_Task goal_
Take the data below and filter it for lines containing the word "target"; show each line found.

-- Opening Marker --

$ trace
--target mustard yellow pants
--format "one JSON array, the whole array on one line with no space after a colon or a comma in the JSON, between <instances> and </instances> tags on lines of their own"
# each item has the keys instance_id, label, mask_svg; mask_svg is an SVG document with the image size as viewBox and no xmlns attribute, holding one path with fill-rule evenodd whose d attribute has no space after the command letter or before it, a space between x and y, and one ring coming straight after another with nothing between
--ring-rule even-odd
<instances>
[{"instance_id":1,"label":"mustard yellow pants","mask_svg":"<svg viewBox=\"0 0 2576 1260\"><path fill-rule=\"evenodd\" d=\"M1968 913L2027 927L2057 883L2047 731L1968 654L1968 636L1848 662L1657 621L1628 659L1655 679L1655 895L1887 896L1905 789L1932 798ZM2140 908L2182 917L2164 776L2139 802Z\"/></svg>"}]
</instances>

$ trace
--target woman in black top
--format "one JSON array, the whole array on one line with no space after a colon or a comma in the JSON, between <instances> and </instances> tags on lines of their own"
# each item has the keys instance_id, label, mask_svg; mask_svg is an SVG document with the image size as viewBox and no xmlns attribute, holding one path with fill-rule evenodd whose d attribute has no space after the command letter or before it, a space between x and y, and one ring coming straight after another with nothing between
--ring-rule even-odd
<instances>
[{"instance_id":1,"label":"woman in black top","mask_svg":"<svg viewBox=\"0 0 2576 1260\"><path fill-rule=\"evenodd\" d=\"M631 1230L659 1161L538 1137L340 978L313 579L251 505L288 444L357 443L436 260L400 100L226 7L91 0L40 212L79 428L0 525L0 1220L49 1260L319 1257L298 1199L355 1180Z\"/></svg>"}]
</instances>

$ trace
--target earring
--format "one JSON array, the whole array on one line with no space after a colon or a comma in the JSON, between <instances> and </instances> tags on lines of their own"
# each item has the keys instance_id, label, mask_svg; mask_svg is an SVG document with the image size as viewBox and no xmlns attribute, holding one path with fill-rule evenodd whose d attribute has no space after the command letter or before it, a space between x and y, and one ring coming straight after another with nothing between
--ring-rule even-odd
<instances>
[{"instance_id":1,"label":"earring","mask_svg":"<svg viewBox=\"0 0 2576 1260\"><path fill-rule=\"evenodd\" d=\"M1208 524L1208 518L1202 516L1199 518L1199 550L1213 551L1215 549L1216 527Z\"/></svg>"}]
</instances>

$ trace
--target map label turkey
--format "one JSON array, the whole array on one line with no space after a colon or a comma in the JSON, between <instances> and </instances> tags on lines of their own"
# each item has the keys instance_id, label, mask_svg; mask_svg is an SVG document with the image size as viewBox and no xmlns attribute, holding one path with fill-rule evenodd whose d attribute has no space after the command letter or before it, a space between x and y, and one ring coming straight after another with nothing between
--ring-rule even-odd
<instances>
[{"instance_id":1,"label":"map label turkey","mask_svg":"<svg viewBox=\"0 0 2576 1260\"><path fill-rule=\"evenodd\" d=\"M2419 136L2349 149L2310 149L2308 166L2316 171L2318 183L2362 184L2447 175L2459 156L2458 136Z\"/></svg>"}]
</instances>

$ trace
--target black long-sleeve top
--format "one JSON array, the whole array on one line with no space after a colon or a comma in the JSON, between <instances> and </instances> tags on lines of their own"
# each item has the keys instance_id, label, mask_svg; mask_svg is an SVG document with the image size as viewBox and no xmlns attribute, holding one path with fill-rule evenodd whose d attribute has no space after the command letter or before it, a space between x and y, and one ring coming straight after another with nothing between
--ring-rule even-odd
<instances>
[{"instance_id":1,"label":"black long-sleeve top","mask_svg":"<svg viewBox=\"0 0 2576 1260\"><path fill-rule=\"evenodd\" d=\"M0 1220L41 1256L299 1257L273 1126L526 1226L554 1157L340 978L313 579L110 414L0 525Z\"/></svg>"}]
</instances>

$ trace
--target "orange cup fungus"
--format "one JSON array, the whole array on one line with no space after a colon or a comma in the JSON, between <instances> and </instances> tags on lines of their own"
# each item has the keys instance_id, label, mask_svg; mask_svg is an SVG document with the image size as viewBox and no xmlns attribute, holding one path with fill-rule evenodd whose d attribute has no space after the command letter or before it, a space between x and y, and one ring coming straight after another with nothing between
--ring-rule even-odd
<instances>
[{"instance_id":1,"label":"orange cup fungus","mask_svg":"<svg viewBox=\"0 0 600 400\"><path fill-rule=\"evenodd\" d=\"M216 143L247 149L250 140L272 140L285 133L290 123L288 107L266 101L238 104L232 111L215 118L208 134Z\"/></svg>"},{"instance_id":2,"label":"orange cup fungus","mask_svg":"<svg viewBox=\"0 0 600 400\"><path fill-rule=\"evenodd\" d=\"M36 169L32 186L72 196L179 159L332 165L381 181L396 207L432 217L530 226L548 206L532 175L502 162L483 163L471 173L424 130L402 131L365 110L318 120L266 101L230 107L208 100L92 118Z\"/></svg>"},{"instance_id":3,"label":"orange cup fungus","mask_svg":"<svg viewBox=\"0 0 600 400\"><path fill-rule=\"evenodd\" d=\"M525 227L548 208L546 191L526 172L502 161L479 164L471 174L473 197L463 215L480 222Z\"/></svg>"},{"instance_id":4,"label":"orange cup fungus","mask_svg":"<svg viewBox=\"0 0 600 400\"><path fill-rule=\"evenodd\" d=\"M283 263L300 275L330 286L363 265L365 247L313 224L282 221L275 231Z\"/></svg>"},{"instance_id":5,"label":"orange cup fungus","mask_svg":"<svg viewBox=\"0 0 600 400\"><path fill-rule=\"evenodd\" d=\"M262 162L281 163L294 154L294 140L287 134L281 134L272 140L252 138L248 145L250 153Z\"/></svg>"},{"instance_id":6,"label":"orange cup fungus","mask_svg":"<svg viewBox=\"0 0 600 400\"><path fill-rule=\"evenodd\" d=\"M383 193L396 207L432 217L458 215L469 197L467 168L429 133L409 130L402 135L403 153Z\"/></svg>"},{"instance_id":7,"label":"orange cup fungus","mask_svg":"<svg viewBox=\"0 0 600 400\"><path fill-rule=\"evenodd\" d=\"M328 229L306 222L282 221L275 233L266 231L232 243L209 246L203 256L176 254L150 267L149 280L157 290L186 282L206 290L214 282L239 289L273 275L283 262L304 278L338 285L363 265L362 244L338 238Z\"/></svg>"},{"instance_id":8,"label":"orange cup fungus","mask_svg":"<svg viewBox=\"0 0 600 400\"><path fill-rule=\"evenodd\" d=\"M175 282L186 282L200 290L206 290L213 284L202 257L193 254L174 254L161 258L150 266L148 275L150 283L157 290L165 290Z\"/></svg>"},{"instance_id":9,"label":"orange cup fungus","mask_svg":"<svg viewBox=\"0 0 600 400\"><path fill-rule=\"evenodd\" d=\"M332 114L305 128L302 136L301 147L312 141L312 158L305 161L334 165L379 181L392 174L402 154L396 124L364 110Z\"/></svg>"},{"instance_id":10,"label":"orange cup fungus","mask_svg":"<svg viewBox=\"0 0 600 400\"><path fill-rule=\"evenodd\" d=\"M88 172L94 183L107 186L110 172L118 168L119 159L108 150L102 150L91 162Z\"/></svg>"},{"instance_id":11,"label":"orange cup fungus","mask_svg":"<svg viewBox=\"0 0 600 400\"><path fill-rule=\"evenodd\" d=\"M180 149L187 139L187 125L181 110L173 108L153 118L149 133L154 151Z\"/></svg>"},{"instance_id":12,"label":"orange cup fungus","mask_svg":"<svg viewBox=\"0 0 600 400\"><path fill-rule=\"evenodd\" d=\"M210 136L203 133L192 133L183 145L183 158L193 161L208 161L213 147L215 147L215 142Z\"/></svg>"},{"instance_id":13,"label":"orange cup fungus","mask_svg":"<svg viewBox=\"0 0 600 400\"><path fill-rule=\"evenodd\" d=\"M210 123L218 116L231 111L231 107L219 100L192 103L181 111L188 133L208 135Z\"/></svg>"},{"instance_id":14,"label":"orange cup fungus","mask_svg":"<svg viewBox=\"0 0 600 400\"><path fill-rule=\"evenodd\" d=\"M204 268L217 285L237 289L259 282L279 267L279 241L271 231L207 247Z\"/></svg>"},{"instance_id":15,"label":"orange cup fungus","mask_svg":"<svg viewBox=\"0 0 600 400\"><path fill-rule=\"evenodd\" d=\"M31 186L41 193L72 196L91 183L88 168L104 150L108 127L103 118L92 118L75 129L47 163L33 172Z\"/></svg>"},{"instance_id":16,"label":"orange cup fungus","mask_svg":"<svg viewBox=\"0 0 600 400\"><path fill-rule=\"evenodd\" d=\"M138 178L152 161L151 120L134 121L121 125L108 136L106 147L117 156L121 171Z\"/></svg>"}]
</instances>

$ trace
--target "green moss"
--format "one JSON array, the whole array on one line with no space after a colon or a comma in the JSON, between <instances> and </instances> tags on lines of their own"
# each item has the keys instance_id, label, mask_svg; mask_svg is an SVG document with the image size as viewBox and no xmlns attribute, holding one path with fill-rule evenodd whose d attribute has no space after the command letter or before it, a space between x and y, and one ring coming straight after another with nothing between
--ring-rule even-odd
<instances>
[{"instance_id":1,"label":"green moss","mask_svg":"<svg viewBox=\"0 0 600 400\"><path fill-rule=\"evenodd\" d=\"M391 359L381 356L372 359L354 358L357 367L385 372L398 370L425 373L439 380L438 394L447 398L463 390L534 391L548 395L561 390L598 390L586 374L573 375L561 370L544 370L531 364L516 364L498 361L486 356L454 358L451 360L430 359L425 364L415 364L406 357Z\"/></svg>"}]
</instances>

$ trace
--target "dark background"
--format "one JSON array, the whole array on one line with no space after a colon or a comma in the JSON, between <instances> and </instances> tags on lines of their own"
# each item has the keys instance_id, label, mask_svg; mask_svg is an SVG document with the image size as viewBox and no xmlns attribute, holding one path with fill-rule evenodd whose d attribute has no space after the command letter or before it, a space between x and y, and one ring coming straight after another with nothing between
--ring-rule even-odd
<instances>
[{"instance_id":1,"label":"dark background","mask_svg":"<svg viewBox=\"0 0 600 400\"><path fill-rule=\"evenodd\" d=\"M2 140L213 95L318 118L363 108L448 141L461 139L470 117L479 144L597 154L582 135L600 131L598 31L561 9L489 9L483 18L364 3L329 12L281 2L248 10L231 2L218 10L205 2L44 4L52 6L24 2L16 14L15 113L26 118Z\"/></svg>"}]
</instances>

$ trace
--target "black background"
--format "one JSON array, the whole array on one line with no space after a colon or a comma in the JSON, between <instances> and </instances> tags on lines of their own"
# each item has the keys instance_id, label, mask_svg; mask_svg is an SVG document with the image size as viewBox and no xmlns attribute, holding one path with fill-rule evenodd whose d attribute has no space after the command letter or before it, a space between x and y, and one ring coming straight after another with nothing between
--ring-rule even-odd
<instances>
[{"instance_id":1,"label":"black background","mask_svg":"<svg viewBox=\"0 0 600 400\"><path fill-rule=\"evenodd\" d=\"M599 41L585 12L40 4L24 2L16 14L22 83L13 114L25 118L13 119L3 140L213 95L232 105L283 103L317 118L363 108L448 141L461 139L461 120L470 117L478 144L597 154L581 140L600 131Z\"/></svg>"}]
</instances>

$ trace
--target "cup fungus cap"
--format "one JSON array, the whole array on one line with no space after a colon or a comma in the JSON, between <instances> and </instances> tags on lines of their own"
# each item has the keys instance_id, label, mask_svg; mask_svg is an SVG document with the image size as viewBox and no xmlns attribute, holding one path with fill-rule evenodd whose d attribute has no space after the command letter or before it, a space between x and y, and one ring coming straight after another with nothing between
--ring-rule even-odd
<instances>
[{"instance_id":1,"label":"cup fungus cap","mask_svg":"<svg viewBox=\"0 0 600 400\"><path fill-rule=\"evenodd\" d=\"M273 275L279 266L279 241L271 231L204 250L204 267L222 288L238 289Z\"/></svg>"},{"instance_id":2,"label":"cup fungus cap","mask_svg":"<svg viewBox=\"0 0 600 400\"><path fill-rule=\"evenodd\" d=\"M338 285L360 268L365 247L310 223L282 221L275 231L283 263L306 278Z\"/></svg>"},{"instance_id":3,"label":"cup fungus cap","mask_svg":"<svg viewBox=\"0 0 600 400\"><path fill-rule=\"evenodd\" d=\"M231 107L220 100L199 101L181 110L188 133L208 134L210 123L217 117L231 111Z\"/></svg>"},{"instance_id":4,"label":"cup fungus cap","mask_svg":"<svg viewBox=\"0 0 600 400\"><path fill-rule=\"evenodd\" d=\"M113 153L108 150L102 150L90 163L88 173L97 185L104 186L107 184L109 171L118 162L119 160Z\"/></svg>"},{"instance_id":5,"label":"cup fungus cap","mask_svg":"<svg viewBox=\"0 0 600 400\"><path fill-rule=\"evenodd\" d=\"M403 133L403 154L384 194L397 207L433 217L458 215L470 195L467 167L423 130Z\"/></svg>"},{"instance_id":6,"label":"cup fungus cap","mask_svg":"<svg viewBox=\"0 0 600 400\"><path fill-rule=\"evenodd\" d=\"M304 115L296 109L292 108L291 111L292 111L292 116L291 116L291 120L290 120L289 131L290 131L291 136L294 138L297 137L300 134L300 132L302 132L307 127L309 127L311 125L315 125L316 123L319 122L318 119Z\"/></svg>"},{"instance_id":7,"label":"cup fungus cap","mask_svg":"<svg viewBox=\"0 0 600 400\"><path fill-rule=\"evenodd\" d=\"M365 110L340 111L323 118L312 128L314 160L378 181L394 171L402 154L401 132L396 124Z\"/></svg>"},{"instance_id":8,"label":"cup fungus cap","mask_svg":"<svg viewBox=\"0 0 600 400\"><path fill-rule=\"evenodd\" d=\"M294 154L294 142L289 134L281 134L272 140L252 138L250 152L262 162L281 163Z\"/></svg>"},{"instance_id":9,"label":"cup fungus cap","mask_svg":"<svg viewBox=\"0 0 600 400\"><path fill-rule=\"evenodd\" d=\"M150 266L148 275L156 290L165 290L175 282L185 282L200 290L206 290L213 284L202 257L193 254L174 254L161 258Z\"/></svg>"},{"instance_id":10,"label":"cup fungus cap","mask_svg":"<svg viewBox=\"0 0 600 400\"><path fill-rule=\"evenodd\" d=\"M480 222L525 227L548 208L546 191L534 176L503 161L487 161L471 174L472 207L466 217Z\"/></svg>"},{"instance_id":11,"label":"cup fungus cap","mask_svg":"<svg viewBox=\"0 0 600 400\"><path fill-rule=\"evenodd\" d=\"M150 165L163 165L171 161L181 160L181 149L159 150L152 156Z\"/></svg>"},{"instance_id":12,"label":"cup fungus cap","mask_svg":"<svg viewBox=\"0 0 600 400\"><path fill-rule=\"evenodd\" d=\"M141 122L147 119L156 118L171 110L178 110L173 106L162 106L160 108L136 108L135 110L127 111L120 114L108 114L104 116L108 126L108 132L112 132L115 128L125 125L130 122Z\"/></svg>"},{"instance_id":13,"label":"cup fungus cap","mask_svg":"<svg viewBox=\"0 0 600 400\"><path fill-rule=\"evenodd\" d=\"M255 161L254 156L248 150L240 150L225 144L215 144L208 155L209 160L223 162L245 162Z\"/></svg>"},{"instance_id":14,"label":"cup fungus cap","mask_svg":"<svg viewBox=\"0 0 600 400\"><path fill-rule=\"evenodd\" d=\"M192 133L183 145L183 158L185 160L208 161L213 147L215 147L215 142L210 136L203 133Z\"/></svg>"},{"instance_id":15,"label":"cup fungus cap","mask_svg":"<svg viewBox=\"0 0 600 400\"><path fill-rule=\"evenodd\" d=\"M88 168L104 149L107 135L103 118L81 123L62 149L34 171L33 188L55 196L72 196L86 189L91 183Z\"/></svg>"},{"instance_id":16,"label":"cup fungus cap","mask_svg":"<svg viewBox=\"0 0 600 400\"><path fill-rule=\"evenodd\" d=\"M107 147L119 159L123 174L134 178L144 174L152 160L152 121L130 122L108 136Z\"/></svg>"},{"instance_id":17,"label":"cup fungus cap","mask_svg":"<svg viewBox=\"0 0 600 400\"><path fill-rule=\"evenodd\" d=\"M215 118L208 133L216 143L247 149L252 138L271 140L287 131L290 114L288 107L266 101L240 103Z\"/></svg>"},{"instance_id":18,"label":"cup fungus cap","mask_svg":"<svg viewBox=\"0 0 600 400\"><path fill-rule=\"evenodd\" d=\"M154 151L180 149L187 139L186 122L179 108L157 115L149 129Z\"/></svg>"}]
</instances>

-- Closing Marker --

_Solution for this exercise_
--target mustard yellow pants
--target woman in black top
--target earring
--target map label turkey
--target black long-sleeve top
--target "orange cup fungus"
--target "green moss"
--target "dark background"
--target "black background"
--target "cup fungus cap"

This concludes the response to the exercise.